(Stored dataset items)
-- START --
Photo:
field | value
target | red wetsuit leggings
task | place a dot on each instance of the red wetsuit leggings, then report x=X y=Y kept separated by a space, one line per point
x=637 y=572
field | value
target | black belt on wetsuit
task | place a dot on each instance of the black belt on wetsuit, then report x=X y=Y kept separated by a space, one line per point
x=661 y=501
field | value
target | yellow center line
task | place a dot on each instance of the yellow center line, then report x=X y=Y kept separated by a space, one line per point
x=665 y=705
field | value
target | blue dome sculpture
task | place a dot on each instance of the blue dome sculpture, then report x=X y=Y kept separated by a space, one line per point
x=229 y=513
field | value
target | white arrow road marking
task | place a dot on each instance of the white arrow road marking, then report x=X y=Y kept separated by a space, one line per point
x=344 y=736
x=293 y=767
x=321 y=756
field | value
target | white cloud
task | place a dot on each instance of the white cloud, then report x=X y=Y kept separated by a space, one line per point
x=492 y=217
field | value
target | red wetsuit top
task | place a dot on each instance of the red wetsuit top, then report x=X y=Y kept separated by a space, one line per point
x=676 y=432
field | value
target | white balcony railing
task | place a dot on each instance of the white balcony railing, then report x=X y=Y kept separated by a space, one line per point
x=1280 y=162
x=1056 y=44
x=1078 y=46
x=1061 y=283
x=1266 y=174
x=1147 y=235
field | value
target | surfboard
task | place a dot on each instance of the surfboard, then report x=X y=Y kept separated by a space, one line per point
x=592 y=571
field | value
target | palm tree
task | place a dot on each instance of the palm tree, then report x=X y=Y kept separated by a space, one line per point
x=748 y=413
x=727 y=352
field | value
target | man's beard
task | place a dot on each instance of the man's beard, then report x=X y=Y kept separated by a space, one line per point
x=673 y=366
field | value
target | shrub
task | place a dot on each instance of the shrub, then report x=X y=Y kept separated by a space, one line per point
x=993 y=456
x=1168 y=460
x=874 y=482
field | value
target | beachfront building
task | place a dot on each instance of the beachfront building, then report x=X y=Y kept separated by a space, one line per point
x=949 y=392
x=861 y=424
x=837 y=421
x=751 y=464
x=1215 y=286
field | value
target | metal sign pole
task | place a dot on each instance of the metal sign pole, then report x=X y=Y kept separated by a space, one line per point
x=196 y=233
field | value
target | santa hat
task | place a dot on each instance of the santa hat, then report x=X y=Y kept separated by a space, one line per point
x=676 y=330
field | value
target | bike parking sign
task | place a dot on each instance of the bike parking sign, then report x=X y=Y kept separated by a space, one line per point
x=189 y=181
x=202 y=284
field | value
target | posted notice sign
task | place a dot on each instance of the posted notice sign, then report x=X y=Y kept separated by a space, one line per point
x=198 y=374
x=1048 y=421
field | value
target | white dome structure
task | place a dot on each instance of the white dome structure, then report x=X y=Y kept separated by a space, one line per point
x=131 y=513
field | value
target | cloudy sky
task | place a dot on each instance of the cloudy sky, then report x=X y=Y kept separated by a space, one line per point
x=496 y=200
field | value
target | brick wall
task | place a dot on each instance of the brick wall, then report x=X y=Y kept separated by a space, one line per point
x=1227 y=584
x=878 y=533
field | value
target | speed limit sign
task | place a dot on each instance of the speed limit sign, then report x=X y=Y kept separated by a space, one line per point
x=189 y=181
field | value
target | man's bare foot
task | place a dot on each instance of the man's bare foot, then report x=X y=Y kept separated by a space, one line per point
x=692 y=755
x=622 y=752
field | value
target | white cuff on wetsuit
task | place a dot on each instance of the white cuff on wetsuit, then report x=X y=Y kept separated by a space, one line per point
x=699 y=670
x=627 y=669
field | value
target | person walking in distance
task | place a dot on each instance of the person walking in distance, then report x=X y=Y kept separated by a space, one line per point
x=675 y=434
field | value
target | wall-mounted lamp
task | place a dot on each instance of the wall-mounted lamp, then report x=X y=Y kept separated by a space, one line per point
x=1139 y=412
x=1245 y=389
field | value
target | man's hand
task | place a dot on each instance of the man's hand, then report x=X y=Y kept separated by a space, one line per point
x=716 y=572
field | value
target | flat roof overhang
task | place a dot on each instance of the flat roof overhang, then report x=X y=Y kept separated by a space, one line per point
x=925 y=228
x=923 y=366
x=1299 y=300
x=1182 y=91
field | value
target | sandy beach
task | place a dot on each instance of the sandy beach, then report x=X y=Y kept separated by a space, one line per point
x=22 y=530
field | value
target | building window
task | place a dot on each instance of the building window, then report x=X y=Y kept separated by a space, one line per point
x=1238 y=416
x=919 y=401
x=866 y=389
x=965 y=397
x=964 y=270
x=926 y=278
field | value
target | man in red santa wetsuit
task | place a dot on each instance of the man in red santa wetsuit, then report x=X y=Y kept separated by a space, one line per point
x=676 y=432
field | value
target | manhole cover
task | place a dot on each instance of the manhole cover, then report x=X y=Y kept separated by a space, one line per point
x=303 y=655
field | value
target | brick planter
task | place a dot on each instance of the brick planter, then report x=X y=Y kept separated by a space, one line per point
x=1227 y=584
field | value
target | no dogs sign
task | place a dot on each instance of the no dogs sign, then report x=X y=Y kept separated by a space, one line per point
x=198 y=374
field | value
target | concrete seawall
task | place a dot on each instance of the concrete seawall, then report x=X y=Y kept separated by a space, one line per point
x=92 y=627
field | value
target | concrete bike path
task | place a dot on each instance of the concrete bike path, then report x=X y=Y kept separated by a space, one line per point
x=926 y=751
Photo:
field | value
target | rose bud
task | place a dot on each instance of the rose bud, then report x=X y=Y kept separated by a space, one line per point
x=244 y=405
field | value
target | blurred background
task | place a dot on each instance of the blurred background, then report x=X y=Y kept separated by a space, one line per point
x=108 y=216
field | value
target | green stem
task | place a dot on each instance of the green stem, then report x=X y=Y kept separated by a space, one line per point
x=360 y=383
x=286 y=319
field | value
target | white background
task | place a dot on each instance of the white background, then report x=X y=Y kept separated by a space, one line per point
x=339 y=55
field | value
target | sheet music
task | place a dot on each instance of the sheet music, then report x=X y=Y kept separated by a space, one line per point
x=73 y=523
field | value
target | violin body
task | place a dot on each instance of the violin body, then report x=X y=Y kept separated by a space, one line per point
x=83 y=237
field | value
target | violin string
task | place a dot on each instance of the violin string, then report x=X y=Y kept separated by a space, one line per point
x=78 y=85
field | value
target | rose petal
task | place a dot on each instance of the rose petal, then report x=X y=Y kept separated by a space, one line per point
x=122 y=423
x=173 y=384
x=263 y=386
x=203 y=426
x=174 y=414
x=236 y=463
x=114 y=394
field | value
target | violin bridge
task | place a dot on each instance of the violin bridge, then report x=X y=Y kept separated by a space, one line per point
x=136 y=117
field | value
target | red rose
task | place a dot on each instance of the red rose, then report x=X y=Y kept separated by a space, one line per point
-- END --
Reproduce the entire listing above word for word.

Photo:
field | value
target | red wetsuit leggings
task | place a dot on each instance of the red wetsuit leggings, then report x=X y=Y kept separated by a space, one line per point
x=637 y=572
field | value
target | black belt on wetsuit
task | place a dot on each instance of the black belt on wetsuit, then report x=X y=Y kept separated by a space, one line per point
x=661 y=501
field | value
target | yellow center line
task | place a dot on each instance of the yellow center line, then report x=X y=Y kept separated by a space, one line per point
x=665 y=705
field | value
target | blue dome sculpture
task | place a dot on each instance of the blue dome sculpture, then report x=X y=Y kept separated by a space, one line per point
x=229 y=513
field | value
target | white arrow road marking
task | place a dot on each instance of the white arrow road marking, then report x=X y=Y kept separated by a space, one line per point
x=344 y=736
x=293 y=767
x=321 y=756
field | value
target | white cloud
task | place a dot on each instance of the white cloud, then report x=X y=Y kept separated by a space, one line per point
x=492 y=217
field | value
target | red wetsuit top
task | place a dot on each instance of the red wetsuit top, then report x=X y=Y kept separated by a space, one line per point
x=676 y=432
field | value
target | white balcony railing
task | place a dot on each instance of the white balcony railing, then report x=X y=Y kept separated by a space, one line per point
x=1280 y=162
x=1056 y=44
x=1078 y=46
x=1061 y=283
x=1266 y=174
x=1147 y=235
field | value
target | surfboard
task | place a dot on each instance of the surfboard, then report x=X y=Y kept separated by a space, one line per point
x=592 y=571
field | value
target | palm tree
task | place a dot on each instance of the palm tree, then report x=X y=Y kept separated by a space, one line per point
x=748 y=413
x=727 y=352
field | value
target | man's beard
task | place a dot on each instance of the man's beard, then report x=X y=Y kept separated by a space, one line per point
x=673 y=366
field | value
target | shrub
task | place a dot on each instance of the shrub, then report x=X y=Y kept separated by a space, one line per point
x=993 y=456
x=1168 y=460
x=874 y=482
field | value
target | beachfront building
task | place a dot on each instance of the beachfront building, then report x=X y=Y kept separated by a space, one line per point
x=949 y=392
x=861 y=424
x=837 y=421
x=751 y=464
x=1215 y=286
field | value
target | metal sign pole
task | place a dot on each instance of the metal sign pole, then report x=X y=Y kept separated by a space, one line per point
x=196 y=233
field | value
target | santa hat
task | place a dot on each instance of the santa hat, then report x=X y=Y kept separated by a space, one line per point
x=676 y=330
field | value
target | bike parking sign
task | place a dot on each instance of the bike parking sign, then report x=X y=Y kept separated by a space, one line per point
x=189 y=181
x=202 y=284
field | value
target | posted notice sign
task | place a dot on each instance of the posted notice sign, then report x=X y=Y kept separated by a space, one line per point
x=198 y=374
x=1048 y=421
field | value
target | white dome structure
task | place a dot on each instance of the white dome structure, then report x=X y=Y kept separated by a space, one line per point
x=131 y=513
field | value
target | cloudy sky
task | place a dot on each instance of the cloudy sky, then report x=X y=Y kept separated by a space, one line per point
x=496 y=200
field | value
target | brick wall
task | place a dot on each instance of the brick wall, then report x=X y=Y kept separated by a space, one line per point
x=1227 y=584
x=878 y=533
field | value
target | speed limit sign
task | place a dot on each instance of the speed limit sign, then report x=X y=Y kept separated by a space, one line per point
x=189 y=181
field | value
target | man's bare foot
task | place a dot on each instance of the man's bare foot, then report x=X y=Y kept separated by a space, one line per point
x=692 y=755
x=622 y=752
field | value
target | white cuff on wetsuit
task | place a dot on each instance of the white cuff on wetsuit, then report x=X y=Y kept separated by a space, one line per point
x=699 y=670
x=627 y=669
field | value
target | person walking in distance
task | place a dot on each instance of the person walking in distance, then report x=X y=Y kept separated by a space, one line per point
x=675 y=434
field | value
target | wall-mounted lamp
task | place a dot on each instance of the wall-mounted lamp, then report x=X y=Y kept separated by a space, one line per point
x=1139 y=412
x=1245 y=389
field | value
target | man's hand
task | place a dot on each instance of the man's hand, then report x=X y=Y kept separated by a space, one line per point
x=716 y=572
field | value
target | flat roof overhang
task | place a dot on each instance of the flat roof overhang, then report x=X y=Y kept separated by a space, one line per point
x=925 y=228
x=923 y=366
x=1299 y=300
x=1182 y=91
field | value
target | sandy beach
task | place a dot on each instance of the sandy beach, then report x=X y=Y kept separated by a space, one line per point
x=22 y=530
field | value
target | building window
task | place a dot on each instance of the building window, then report x=X y=Y kept separated by a space, one line per point
x=1238 y=416
x=919 y=401
x=866 y=389
x=965 y=397
x=964 y=270
x=926 y=278
field | value
target | man in red santa wetsuit
task | place a dot on each instance of the man in red santa wetsuit, then report x=X y=Y kept separated by a space, one line per point
x=676 y=432
field | value
target | manhole cover
task | place a dot on each instance of the manhole cover, then report x=X y=Y kept separated by a space, one line per point
x=303 y=655
field | value
target | brick planter
task | place a dot on each instance of the brick planter, then report x=X y=Y kept separated by a space, one line per point
x=1227 y=584
field | value
target | no dogs sign
task | place a dot on each instance of the no dogs sign, then report x=X y=Y kept separated by a space, one line per point
x=198 y=374
field | value
target | concrete seawall
task | place a dot on each instance of the concrete seawall, then report x=X y=Y kept separated by a space, one line per point
x=92 y=627
field | value
target | concrete bike path
task | place a dot on each instance of the concrete bike path, then report x=X y=Y kept separated by a space, one line per point
x=926 y=751
Photo:
field | value
target | rose bud
task | place a dot on each instance of the rose bud, then report x=X y=Y kept separated by a space, one line per point
x=244 y=405
field | value
target | blurred background
task | place a dot on each instance of the blurred background, then report x=X y=Y kept separated by a space, one line per point
x=108 y=216
field | value
target | green stem
task | place a dot on each instance of the green stem, then report x=X y=Y kept separated by a space, one line per point
x=360 y=383
x=286 y=319
field | value
target | white background
task | place a dot on each instance of the white background, then report x=X y=Y kept separated by a space, one line per point
x=339 y=55
field | value
target | sheet music
task | place a dot on each instance of the sheet music, then report x=X y=Y kept separated by a space, one line per point
x=73 y=523
field | value
target | violin body
task | place a dot on each instance of the violin body, then report x=X y=Y kept separated by a space, one line per point
x=83 y=237
field | value
target | violin string
task | place a dot on each instance of the violin string, then report x=X y=Y kept separated by a space, one line per point
x=78 y=85
field | value
target | rose petal
task | place a dot on each instance of the rose petal, then report x=X y=Y kept separated by a space, one line per point
x=122 y=423
x=173 y=384
x=263 y=386
x=203 y=426
x=174 y=414
x=236 y=463
x=114 y=394
field | value
target | violin bridge
task | place a dot on each instance of the violin bridge, then report x=X y=Y kept separated by a space, one line per point
x=136 y=117
field | value
target | red rose
task | place a dot on each instance of the red rose, then report x=X y=Y kept separated by a space, one line per point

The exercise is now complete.